— Begin Material supplied —

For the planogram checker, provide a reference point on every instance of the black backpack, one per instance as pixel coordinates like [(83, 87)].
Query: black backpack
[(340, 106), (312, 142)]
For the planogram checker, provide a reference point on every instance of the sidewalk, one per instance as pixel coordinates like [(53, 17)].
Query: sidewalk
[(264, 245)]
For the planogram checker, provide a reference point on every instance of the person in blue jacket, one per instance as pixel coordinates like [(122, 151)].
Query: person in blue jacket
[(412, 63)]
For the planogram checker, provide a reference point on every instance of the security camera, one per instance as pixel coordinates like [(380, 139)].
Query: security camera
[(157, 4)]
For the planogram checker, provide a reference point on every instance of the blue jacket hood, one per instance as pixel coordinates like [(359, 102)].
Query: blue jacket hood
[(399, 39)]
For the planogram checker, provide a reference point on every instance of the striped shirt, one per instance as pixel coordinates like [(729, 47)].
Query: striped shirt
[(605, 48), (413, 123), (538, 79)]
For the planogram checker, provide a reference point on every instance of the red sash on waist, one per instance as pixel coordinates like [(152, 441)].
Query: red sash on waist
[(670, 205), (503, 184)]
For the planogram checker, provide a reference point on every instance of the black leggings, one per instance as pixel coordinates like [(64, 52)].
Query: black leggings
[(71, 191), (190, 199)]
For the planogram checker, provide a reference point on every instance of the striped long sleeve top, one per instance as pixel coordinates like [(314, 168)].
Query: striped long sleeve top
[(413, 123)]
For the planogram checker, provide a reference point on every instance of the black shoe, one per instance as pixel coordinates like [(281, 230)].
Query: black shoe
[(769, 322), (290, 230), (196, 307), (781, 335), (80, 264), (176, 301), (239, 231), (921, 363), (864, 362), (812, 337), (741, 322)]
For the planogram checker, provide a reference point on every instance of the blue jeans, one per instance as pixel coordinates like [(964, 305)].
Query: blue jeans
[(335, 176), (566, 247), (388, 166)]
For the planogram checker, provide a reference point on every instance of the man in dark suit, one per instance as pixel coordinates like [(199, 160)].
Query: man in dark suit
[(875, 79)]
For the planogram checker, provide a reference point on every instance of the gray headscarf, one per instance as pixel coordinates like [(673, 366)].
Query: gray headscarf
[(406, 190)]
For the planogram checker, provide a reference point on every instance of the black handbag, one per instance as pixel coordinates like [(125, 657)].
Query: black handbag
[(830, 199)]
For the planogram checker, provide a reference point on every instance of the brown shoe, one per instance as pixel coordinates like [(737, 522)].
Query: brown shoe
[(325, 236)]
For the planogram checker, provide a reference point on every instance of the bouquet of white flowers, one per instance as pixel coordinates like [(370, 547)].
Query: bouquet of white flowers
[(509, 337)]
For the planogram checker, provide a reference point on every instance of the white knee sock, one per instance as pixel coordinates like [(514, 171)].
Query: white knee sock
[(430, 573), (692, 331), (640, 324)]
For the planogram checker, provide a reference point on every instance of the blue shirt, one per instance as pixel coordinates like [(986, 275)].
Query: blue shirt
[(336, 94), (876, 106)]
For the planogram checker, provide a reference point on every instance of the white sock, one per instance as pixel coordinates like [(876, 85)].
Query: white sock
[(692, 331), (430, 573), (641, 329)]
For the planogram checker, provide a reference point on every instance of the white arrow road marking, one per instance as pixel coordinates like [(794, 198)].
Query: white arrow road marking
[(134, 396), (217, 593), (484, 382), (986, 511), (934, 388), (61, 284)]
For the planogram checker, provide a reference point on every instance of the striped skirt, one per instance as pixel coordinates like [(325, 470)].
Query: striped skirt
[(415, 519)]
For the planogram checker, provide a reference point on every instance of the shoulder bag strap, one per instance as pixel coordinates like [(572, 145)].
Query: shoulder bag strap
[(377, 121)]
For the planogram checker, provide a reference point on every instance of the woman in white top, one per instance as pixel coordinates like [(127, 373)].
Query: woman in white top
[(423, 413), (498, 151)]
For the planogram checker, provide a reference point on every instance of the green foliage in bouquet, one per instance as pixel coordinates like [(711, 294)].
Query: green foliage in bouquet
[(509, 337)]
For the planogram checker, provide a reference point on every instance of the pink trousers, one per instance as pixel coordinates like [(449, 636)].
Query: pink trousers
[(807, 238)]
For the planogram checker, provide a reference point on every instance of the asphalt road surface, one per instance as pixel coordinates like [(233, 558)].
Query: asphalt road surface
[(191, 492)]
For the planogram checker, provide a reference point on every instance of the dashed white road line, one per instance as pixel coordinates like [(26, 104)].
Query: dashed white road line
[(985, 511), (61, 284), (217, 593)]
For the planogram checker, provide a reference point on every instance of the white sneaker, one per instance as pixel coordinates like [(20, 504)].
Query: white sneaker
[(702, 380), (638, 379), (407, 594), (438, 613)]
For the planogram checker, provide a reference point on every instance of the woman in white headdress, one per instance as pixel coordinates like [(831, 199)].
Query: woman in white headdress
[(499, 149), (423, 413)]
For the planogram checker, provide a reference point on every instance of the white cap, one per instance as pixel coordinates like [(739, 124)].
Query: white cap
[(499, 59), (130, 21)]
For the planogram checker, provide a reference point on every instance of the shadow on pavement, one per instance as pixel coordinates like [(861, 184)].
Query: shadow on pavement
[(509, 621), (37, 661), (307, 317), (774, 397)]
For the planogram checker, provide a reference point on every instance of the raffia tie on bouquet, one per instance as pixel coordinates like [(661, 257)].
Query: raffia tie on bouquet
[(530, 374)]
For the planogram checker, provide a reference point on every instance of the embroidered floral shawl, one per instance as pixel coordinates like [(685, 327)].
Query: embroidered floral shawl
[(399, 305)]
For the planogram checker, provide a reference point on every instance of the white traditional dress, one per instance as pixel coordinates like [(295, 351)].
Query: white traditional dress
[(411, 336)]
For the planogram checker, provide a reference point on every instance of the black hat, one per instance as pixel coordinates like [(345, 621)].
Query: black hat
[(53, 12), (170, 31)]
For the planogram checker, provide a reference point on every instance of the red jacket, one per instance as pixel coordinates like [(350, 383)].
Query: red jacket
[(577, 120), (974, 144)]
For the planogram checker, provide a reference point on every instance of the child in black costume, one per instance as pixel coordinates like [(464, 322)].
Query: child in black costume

— End Material supplied —

Render all of the material above as a JSON list of strings, one string per line, omitting any blank lines.

● Response
[
  "For the planogram checker, provide a reference point on every instance of the black backpack, one per instance as pixel coordinates like [(83, 87)].",
  "Query: black backpack",
  "[(340, 106), (312, 142)]",
  "For the planogram checker, provide a reference point on every instance of the sidewalk, one per instance as pixel coordinates like [(53, 17)].",
  "Query: sidewalk",
  "[(264, 245)]",
  "For the planogram checker, provide a reference point on every instance of the person in blue jacket, one per instance as pixel coordinates like [(122, 151)].",
  "Query: person in blue jacket",
  "[(412, 63)]",
  "For the planogram checker, provide a reference point on every instance of the security camera, one per instance as pixel coordinates like [(380, 139)].",
  "Query: security camera",
  "[(157, 4)]",
  "For the planogram checker, provide a reference point on every instance of the blue jacket hood, one per instance as pixel coordinates like [(359, 102)].",
  "Query: blue jacket hood",
  "[(399, 39)]",
  "For the planogram checker, provide a reference point on every instance of the striped shirt, one per instance as pixel coordinates like [(729, 47)].",
  "Query: striped shirt",
  "[(605, 48), (413, 123), (538, 79)]",
  "For the planogram checker, provide a reference point on every instance of the red sash on waist, one per instance as pixel coordinates like [(152, 441)].",
  "Query: red sash on waist",
  "[(670, 205), (503, 184)]",
  "For the planogram checker, provide a reference point on every instance of the black leggings, one per instance as pixel coordinates like [(64, 52)].",
  "Query: black leggings",
  "[(71, 191), (190, 199)]",
  "For the planogram checker, provide a reference point on every instance of the striped long sleeve top, one per instance as pixel coordinates like [(314, 168)].",
  "Query: striped long sleeve top",
  "[(413, 123)]",
  "For the planogram checker, provide a reference point on every instance of the black shoe, one per instance as pixel coordinates like [(281, 230)].",
  "Query: black shoe",
  "[(769, 322), (290, 230), (196, 307), (781, 335), (80, 264), (176, 301), (239, 231), (921, 363), (864, 362), (812, 337), (741, 322)]",
  "For the planogram checker, provide a reference point on every instance of the blue jeans, one per instance as pixel coordinates like [(964, 305)].",
  "Query: blue jeans",
  "[(335, 176), (566, 247), (388, 166)]",
  "For the planogram checker, provide a reference point on every instance of the man in dark suit, one per instance as pixel coordinates like [(199, 160)].",
  "Query: man in dark suit",
  "[(875, 79)]",
  "For the planogram checker, provide a reference point on every instance of the gray headscarf, one per instance as pixel coordinates like [(673, 366)].",
  "Query: gray headscarf",
  "[(406, 190)]",
  "For the planogram checker, provide a reference point on every instance of the black handbag, one per instance as pixel coordinates like [(125, 657)].",
  "Query: black handbag",
  "[(830, 199)]",
  "For the planogram checker, provide a reference point on every instance of the brown shoe, one per instance as pixel coordinates like [(737, 522)].",
  "Query: brown shoe",
  "[(325, 236)]",
  "For the planogram checker, provide a reference point on every instance of the bouquet of white flowers, one per instance as pixel coordinates like [(370, 547)].",
  "Query: bouquet of white flowers",
  "[(509, 337)]",
  "For the planogram checker, provide a reference point on every instance of the white knee sock, one per instance as pixel coordinates like [(514, 171)].",
  "Query: white knee sock",
  "[(430, 573), (692, 331), (640, 324)]",
  "For the planogram checker, provide a reference point on every instance of the blue shirt, one per instance as pixel coordinates like [(986, 275)].",
  "Query: blue shirt",
  "[(336, 94), (876, 106)]",
  "For the planogram checker, provide a reference point on every instance of the white sock, one per instance as pixel coordinates like [(876, 85)].",
  "Query: white sock",
  "[(692, 331), (430, 573), (641, 329)]",
  "For the planogram checker, provide a reference point on every instance of the white arrow road marking, one per instance as pixel coordinates like [(794, 198)].",
  "Query: white arrow road marking",
  "[(134, 396), (217, 593), (484, 382), (986, 511), (934, 388), (61, 284)]",
  "For the planogram checker, provide a reference point on every instance of the striped skirt, one per instance as pixel coordinates like [(325, 470)].",
  "Query: striped skirt",
  "[(415, 519)]",
  "For the planogram checker, provide a reference point on every instance of the shoulder bag strap, one per instance as pixel coordinates like [(572, 145)].",
  "Query: shoulder bag strap",
  "[(377, 121)]",
  "For the planogram checker, provide a reference point on every instance of the woman in white top, one per instance as pixel coordinates like [(127, 373)].",
  "Query: woman in white top",
  "[(423, 413), (498, 151)]",
  "For the planogram checker, provide a reference point on every instance of the green foliage in bouquet, one per instance as pixel coordinates like [(711, 294)].",
  "Query: green foliage in bouquet",
  "[(509, 337)]",
  "For the planogram checker, provide a reference point on every instance of the pink trousers, one per instance as pixel coordinates like [(449, 636)].",
  "Query: pink trousers",
  "[(807, 238)]",
  "For the planogram checker, provide a reference point on every instance of the asphalt road surface, one per instance as pixel coordinates like [(233, 558)].",
  "Query: asphalt road surface",
  "[(191, 492)]",
  "For the planogram checker, provide a reference point on every instance of the dashed white road line, one per instance as pixel coordinates like [(26, 104)].",
  "Query: dashed white road line",
  "[(985, 511), (61, 284), (217, 593)]",
  "For the planogram checker, provide a reference point on every instance of the white sneaker, one per instance as pixel coordinates like [(20, 504)].",
  "Query: white sneaker",
  "[(702, 380), (638, 379), (407, 594), (438, 613)]",
  "For the planogram checker, provide a reference point on every instance of the woman in white headdress, one per instance as pixel coordinates like [(831, 199)].",
  "Query: woman in white headdress",
  "[(499, 149), (423, 413)]",
  "For the planogram checker, provide a reference point on every instance of the white cap, one per instance as pixel coordinates like [(739, 124)].",
  "Query: white cap",
  "[(499, 59), (130, 21)]",
  "For the planogram checker, provide a reference point on every instance of the shadow on pavement, one per instance as pixel coordinates like [(861, 184)].",
  "Query: shadow on pavement",
  "[(509, 621), (37, 661), (307, 317), (774, 397)]",
  "For the planogram checker, provide a reference point on every instance of the raffia tie on bouquet, one per instance as pixel coordinates like [(661, 257)].",
  "Query: raffia tie on bouquet",
  "[(530, 374)]",
  "For the planogram checker, provide a reference point on every instance of the embroidered floral shawl, one per instance as pixel coordinates like [(685, 327)].",
  "Query: embroidered floral shawl",
  "[(399, 305)]",
  "For the planogram checker, provide a reference point on every instance of the white traditional dress, one per instance as pixel coordinates like [(295, 351)].",
  "Query: white traditional dress",
  "[(411, 336)]",
  "For the planogram checker, provide a reference point on every instance of the black hat, one per instance as pixel coordinates like [(345, 621)].",
  "Query: black hat",
  "[(53, 12), (170, 31)]",
  "For the planogram checker, provide a reference point on every instance of the red jacket, one per instance as pixel coordinates like [(350, 383)].",
  "Query: red jacket",
  "[(577, 120), (974, 144)]",
  "For the planogram checker, provide a reference point on every instance of the child in black costume, one per instance as pixel coordinates like [(464, 322)].",
  "Query: child in black costume"
]